» RECORD EXTRACTS:
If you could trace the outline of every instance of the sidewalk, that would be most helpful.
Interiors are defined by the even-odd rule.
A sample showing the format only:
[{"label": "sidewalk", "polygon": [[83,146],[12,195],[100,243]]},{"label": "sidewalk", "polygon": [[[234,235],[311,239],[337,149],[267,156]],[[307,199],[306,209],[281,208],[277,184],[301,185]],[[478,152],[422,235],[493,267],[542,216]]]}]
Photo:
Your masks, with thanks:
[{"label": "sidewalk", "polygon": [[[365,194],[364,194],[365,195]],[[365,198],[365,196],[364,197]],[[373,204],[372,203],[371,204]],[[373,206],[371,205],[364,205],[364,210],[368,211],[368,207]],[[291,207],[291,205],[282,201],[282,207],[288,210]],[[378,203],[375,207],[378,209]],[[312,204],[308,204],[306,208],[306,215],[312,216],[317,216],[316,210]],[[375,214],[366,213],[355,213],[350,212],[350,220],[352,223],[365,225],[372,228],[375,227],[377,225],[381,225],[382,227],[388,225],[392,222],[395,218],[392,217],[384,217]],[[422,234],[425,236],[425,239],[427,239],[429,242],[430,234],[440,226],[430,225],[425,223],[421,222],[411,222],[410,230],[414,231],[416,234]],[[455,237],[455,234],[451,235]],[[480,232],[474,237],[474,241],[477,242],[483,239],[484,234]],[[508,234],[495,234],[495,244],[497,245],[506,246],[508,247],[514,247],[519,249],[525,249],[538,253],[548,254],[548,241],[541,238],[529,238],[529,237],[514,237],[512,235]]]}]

» DO THIS:
Rewrite the records as a JSON list of strings, one string per line, leaving out blank lines.

» THE SOLUTION:
[
  "If you could trace the outline of every instance of the sidewalk, that would be most helpful.",
  "Interiors are defined by the even-odd rule.",
  "A sample showing the format only:",
  "[{\"label\": \"sidewalk\", \"polygon\": [[83,146],[12,195],[100,243]]},{\"label\": \"sidewalk\", \"polygon\": [[[234,235],[311,239],[337,149],[267,156]],[[307,199],[306,209],[281,208],[277,184],[301,185]],[[478,152],[422,235],[493,267],[542,216]]]}]",
  "Photo:",
  "Your masks, with thanks:",
  "[{\"label\": \"sidewalk\", \"polygon\": [[[365,194],[364,194],[365,195]],[[365,198],[365,196],[364,197]],[[373,204],[372,203],[371,204]],[[373,206],[371,205],[364,205],[364,210],[368,211],[368,207]],[[291,207],[291,205],[282,201],[282,207],[288,210]],[[378,203],[375,207],[378,209]],[[312,204],[308,204],[306,208],[306,215],[312,216],[317,216],[316,210]],[[375,214],[366,213],[355,213],[350,212],[350,220],[352,223],[365,225],[372,228],[375,227],[377,225],[381,225],[382,227],[388,225],[392,222],[395,218],[392,217],[384,217]],[[422,234],[425,236],[425,239],[427,239],[429,242],[430,234],[440,226],[430,225],[425,223],[421,222],[411,222],[410,230],[414,231],[416,234]],[[455,237],[455,234],[451,235]],[[480,232],[474,237],[474,241],[477,242],[483,239],[484,234]],[[508,234],[495,234],[495,244],[497,245],[506,246],[508,247],[514,247],[519,249],[525,249],[538,253],[548,254],[548,241],[541,238],[529,238],[529,237],[514,237],[512,235]]]}]"
]